* **Challenge**
Copy out the data exactly, leaving the pictures behind.

* **Data supplied**
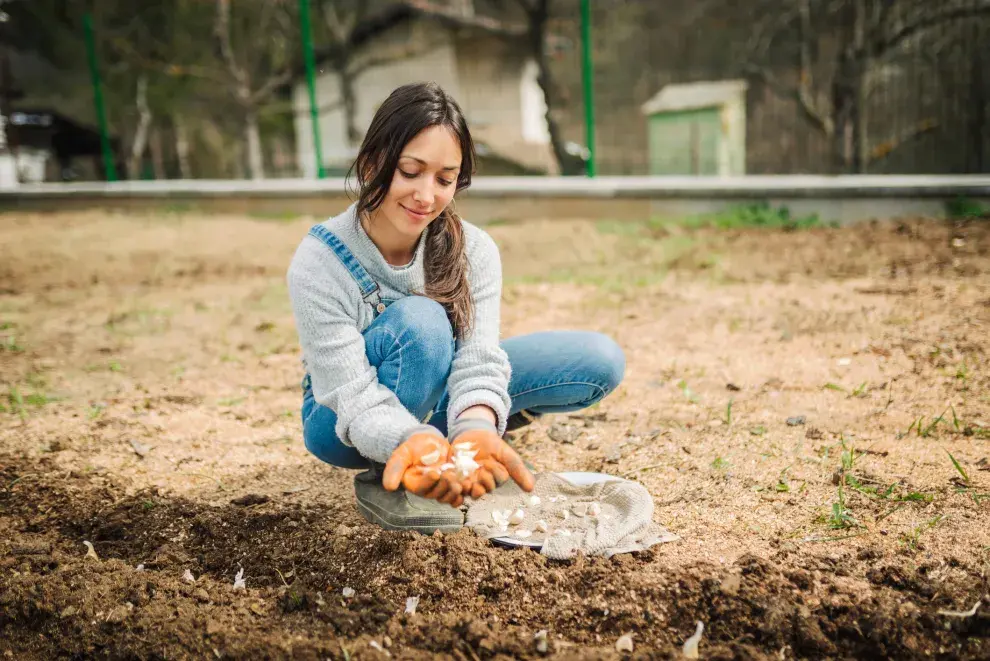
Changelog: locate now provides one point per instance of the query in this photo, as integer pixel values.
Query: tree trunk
(182, 146)
(157, 154)
(538, 15)
(845, 112)
(860, 139)
(978, 105)
(349, 101)
(252, 141)
(141, 132)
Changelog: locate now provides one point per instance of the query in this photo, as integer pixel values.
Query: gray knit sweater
(331, 316)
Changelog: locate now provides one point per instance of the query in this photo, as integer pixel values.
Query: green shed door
(685, 143)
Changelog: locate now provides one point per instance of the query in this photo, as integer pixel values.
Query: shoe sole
(426, 524)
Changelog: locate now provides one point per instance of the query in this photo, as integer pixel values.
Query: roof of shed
(692, 96)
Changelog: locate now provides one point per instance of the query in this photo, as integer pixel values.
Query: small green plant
(16, 400)
(783, 484)
(963, 207)
(39, 399)
(758, 214)
(841, 517)
(962, 371)
(959, 468)
(848, 457)
(10, 344)
(911, 539)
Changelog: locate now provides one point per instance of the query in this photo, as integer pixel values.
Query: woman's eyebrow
(422, 162)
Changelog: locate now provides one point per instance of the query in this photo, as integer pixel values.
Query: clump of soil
(808, 410)
(476, 601)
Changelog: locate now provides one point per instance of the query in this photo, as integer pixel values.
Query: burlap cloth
(624, 523)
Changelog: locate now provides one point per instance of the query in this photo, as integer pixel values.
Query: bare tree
(257, 70)
(864, 32)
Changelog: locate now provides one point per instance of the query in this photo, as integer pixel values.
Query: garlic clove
(431, 458)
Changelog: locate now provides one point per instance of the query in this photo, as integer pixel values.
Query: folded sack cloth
(604, 518)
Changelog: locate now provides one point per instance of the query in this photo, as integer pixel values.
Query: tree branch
(388, 58)
(340, 28)
(270, 86)
(223, 35)
(884, 149)
(931, 20)
(800, 95)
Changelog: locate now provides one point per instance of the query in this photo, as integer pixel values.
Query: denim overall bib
(370, 291)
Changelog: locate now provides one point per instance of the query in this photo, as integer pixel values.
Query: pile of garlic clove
(513, 518)
(464, 462)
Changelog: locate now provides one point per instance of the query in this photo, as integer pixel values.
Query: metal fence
(831, 86)
(218, 89)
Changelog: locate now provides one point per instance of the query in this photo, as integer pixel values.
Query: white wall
(534, 106)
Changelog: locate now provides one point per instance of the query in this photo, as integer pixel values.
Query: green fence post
(587, 80)
(307, 41)
(108, 165)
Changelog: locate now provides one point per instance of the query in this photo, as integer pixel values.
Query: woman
(396, 303)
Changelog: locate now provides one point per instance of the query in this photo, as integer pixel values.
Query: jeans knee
(606, 360)
(421, 323)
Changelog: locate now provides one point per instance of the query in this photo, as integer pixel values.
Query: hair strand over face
(407, 111)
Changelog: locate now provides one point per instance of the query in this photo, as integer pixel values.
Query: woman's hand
(416, 465)
(498, 461)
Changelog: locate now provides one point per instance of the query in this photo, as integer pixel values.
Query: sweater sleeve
(370, 417)
(480, 370)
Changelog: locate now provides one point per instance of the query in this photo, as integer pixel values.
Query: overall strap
(369, 288)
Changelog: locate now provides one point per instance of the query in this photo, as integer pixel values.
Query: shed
(698, 129)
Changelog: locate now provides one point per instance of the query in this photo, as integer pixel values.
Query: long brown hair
(408, 110)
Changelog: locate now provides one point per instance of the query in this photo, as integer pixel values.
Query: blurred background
(233, 89)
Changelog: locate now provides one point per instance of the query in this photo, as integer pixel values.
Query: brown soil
(149, 378)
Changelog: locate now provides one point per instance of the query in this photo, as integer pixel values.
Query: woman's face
(423, 183)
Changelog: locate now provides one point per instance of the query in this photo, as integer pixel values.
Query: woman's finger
(498, 472)
(438, 490)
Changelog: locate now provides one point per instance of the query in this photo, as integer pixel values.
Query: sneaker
(401, 510)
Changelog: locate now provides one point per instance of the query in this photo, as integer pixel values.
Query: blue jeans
(412, 346)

* **Worked solution**
Changelog: locate now provides one point per instance of the query in this photo, as integer pixel values.
Query: tree trunk
(182, 146)
(157, 154)
(538, 15)
(845, 112)
(860, 139)
(978, 105)
(349, 101)
(252, 141)
(141, 132)
Changelog: locate now provides one point per instance of the query in this photo, as integer pixel values.
Query: gray knit sweater
(331, 316)
Changelog: locate now provides one point per instance of the query in this photo, as integer pixel values.
Query: green shed door
(685, 143)
Changelog: locate now provides one point per instance of the query in this photo, as integer pixel values.
Query: shoe sole
(426, 524)
Changelog: locate now provides one point per instance of the query in this photo, as integer pixel values.
Query: roof of shed
(692, 96)
Changelog: locate now provides one point per instance of the query in this photo, as integer pixel values.
Query: small green plant
(16, 400)
(783, 484)
(963, 207)
(39, 399)
(758, 214)
(841, 517)
(962, 371)
(959, 468)
(848, 457)
(10, 344)
(911, 539)
Changelog: locate now provides one point per instance of the query in this photo, as integer pixel values.
Query: woman's eyebrow
(422, 162)
Changelog: locate now provides one point per instance of the query in this photo, as integer pixel values.
Query: clump of soil
(808, 410)
(476, 601)
Changelog: locate now provides one point per instance of the query in this photo, as integer pixel values.
Query: burlap cloth
(624, 523)
Changelog: locate now provides one point per instance of the query in this photo, as integer pixel values.
Query: bare tree
(257, 70)
(864, 32)
Changelog: locate now provides one point per instance of the query in this photo, as integer pixel values.
Query: garlic clove
(431, 458)
Changelog: locate now provides one point per instance of the query in this photo, as integer pixel values.
Query: folded sack cloth
(604, 518)
Changelog: locate now provides one point per instance of the query in this photo, as integer pixel values.
Query: tree branch
(388, 58)
(340, 28)
(270, 86)
(223, 35)
(884, 149)
(931, 20)
(800, 95)
Changelog: locate now provides one point per instance of the query in this photo, as integer pixel values.
Query: denim overall bib
(370, 291)
Changelog: locate now provides one point per instance of the query in this photo, as integer pixel values.
Query: pile of garlic clove
(513, 518)
(464, 462)
Changelog: locate now provides one point per instance of the query in this photo, as integer pixel values.
Query: metal fence
(831, 86)
(218, 89)
Changelog: locate now provides one point per instance of the query in this photo, as integer pixel values.
Query: white wall
(534, 106)
Changelog: locate now provides one point per instance of the query in this photo, as integer pixel values.
Query: green fence post
(587, 80)
(307, 41)
(108, 165)
Changelog: locate now provides one point per instance of the query in this photo, as integer pixel values.
Query: woman
(396, 303)
Changelog: locate now provides one point per instance of the query in this photo, as integer pixel values.
Query: jeans knee
(606, 360)
(421, 323)
Changelog: locate now provides one point per instance of the query in this photo, as integer pixel values.
Query: hair strand over face
(407, 111)
Changelog: locate now provides one point per instance of the query in this photo, as integer pixel values.
Query: woman's hand
(416, 465)
(498, 461)
Changelog: locate now provides one point per instance of the query in this photo, as integer pixel values.
Query: sweater sleeve
(370, 417)
(480, 370)
Changelog: locate now provides one point per instance of the query in this photo, as integer pixel values.
Query: overall strap
(369, 288)
Changelog: locate now provides one point per instance of the query in this photo, as integer pixel values.
Query: shed
(698, 129)
Changelog: locate now provides one point per instance of the query in this photo, as integer pixel values.
Query: long brown hair
(408, 110)
Changelog: locate now provides one point per instance of the query in this photo, as integer pixel values.
Query: blurred background
(233, 89)
Changelog: locate now provides one point per instance of the query in this photo, as integer pixel values.
Query: brown soil
(149, 378)
Changelog: locate now provides one point per instance of the query in this photo, as integer pixel values.
Query: woman's face
(423, 183)
Changelog: locate now provides one point per instance of the query in this photo, as integer pixel values.
Query: woman's finger
(498, 472)
(438, 490)
Changelog: locate now provides one point per instance of the query in this photo, as integer pixel values.
Query: sneaker
(401, 510)
Changelog: locate now provides one point per instance of the query in this photo, as integer pixel values.
Query: blue jeans
(412, 346)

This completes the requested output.